Text shown
FEI issues guide on competition horse drugs
To make a clear distinction between the use of routine, legitimate medication and deliberate and calculated doping to affect a horse's performance, the FEI has published Guidelines to assist treating and team veterinarians.
The objectives are to protect the welfare of the horse, defend the integrity of the sport and to reassure the public.
The FEI believes that any horse requiring bona fide veterinary treatment should receive it, but recognises that the use of medication to treat illness and injury close to an event carries an inherent risk of incurring a positive drug test if insufficient time has elapsed for the elimination of the drug from the horse.
The Medication Advisory group (MAG) has therefore joined with the European Horseracing Scientific Liaison Committee (EHSLC) to coordinate a series of drug administration studies to produce information for treating and team veterinarians. For FEI purposes, the drugs have been selected in collaboration with the International Treating Veterinarians Association and are collectively known as the FEI 'Medicine Box'.

Listed entries
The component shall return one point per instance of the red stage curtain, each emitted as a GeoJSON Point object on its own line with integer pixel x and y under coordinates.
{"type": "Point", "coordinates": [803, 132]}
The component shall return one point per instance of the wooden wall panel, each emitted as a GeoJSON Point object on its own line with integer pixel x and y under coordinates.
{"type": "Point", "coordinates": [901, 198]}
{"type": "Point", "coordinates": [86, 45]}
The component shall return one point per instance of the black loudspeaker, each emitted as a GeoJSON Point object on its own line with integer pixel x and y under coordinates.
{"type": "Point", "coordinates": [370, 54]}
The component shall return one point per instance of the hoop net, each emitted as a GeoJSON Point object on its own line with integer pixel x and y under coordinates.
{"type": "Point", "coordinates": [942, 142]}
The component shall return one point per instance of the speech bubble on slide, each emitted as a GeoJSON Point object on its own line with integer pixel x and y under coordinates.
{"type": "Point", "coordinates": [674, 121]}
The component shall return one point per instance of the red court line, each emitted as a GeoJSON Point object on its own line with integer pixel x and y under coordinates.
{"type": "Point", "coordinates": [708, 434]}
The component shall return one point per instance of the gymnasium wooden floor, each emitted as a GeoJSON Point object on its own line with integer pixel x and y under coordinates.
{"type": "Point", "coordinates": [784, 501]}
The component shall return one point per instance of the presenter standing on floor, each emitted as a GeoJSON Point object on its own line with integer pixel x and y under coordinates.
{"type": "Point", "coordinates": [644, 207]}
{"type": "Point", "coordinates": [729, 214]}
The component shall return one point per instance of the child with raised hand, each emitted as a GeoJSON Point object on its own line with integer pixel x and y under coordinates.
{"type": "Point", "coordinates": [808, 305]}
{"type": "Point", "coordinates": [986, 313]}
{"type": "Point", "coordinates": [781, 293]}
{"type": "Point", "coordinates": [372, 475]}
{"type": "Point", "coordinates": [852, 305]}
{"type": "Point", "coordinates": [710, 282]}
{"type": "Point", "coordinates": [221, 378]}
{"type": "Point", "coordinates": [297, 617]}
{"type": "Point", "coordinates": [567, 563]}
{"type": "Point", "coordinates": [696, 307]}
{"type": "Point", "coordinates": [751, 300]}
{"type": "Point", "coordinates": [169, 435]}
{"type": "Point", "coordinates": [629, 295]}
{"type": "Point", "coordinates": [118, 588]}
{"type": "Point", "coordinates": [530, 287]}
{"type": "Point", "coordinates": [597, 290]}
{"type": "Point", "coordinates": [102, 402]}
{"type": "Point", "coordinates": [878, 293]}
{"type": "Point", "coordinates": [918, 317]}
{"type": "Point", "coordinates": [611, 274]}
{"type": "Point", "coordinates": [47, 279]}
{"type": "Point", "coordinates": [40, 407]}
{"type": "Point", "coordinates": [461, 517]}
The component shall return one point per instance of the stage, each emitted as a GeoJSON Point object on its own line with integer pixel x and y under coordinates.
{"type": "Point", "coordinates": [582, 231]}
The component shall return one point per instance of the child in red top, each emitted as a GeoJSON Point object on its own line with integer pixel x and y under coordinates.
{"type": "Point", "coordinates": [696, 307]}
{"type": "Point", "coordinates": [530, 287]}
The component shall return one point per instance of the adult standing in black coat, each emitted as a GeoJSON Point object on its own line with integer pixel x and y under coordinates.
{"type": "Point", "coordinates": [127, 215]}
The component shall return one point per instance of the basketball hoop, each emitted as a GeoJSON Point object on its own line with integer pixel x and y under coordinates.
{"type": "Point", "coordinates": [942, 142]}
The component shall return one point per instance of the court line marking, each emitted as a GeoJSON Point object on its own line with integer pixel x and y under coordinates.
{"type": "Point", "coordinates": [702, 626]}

Explore the material
• a. Answer these questions using the article on the FEI medication guidelines, one answer per line:
(i) What three objectives does the article give for the Guidelines?
(ii) Which committee has the Medication Advisory group joined with?
(iii) By what collective name are the selected drugs known?
• b. Rewrite the part of the article on the FEI medication guidelines starting with "The objectives are" and going on through "from the horse.", putting "genuine" in place of "bona fide".
• c. Extend the article on the FEI medication guidelines by writing what comes after its final sentence.

Answers to the problems
• a.
(i) To protect the welfare of the horse, defend the integrity of the sport, and reassure the public.
(ii) The European Horseracing Scientific Liaison Committee (EHSLC).
(iii) The FEI 'Medicine Box'.

• b.
The objectives are to protect the welfare of the horse, defend the integrity of the sport and to reassure the public.
The FEI believes that any horse requiring genuine veterinary treatment should receive it, but recognises that the use of medication to treat illness and injury close to an event carries an inherent risk of incurring a positive drug test if insufficient time has elapsed for the elimination of the drug from the horse.

• c.
• 'Medicine Box' substances comprise the nonsteroidal anti-inflammatory drugs flunixin, phenylbutazone and ketoprofen; the intra-articular corticosteroids triamcinolone acetonide and methylprednisolone, and the intravenous corticosteroid dexamethasone sodium phosphate; sedatives detomidine, romifidine and xylazine; local anaesthetics lidocaine and mepivacaine (without epinephrine); respiratory system products clenbuterol; salbutamol (albuterol) and dembrexine; and the colic treatments butorphanol, scopolamine-N-butyl bromide (Buscopan) and metamizole (dipyrone).